Top of Task data

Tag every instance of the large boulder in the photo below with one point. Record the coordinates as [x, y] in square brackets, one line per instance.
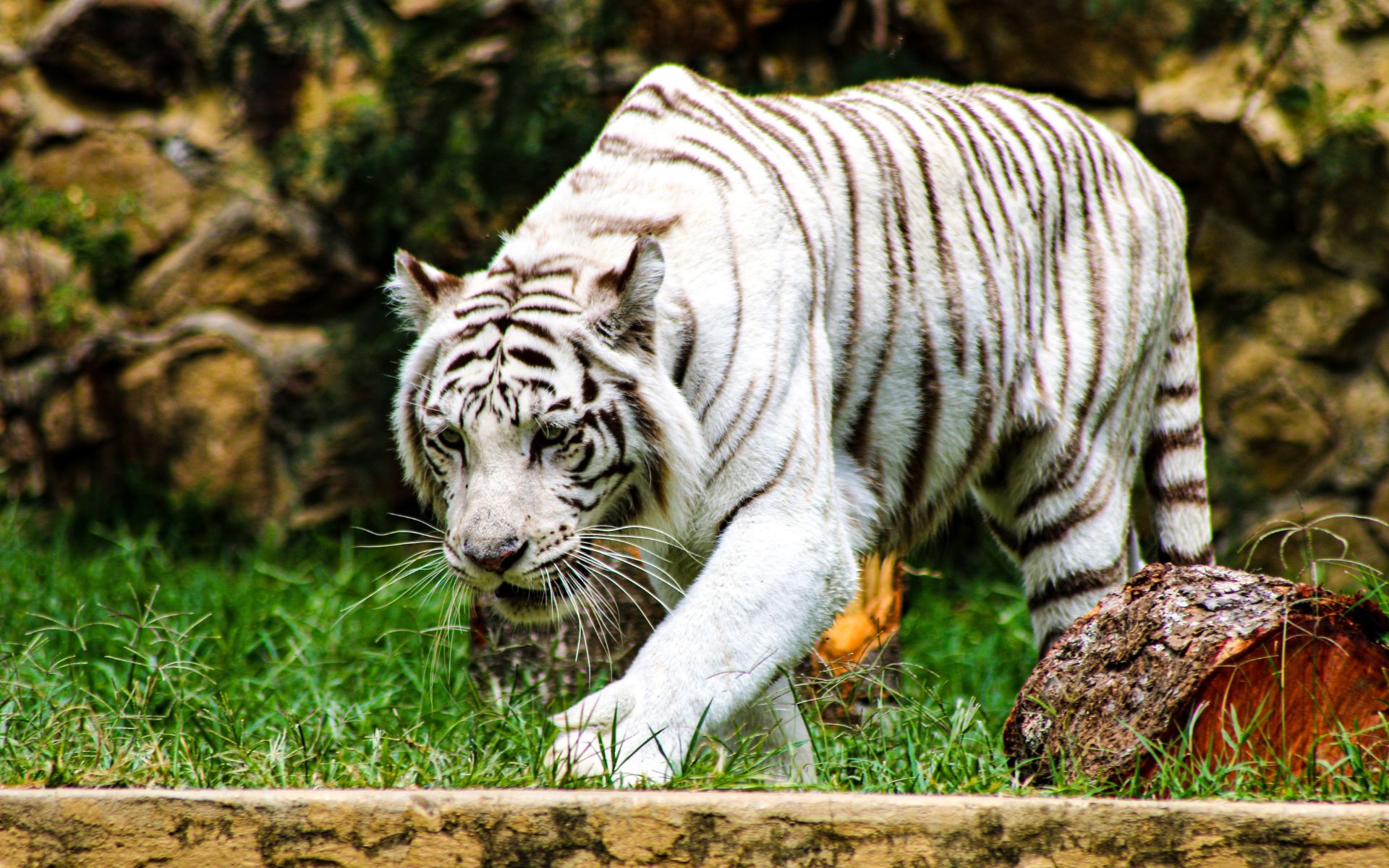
[1267, 410]
[197, 412]
[138, 52]
[125, 171]
[264, 260]
[1102, 53]
[45, 299]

Bottom of Task data

Exercise details
The output must match the records word for word, except that no pictures appear.

Completed task
Tag every instance of the large boulder in the photo below with one point. Record the coordinates as [x, y] in square brackets, one line per instance.
[1267, 410]
[197, 412]
[138, 52]
[125, 171]
[264, 260]
[1102, 53]
[45, 299]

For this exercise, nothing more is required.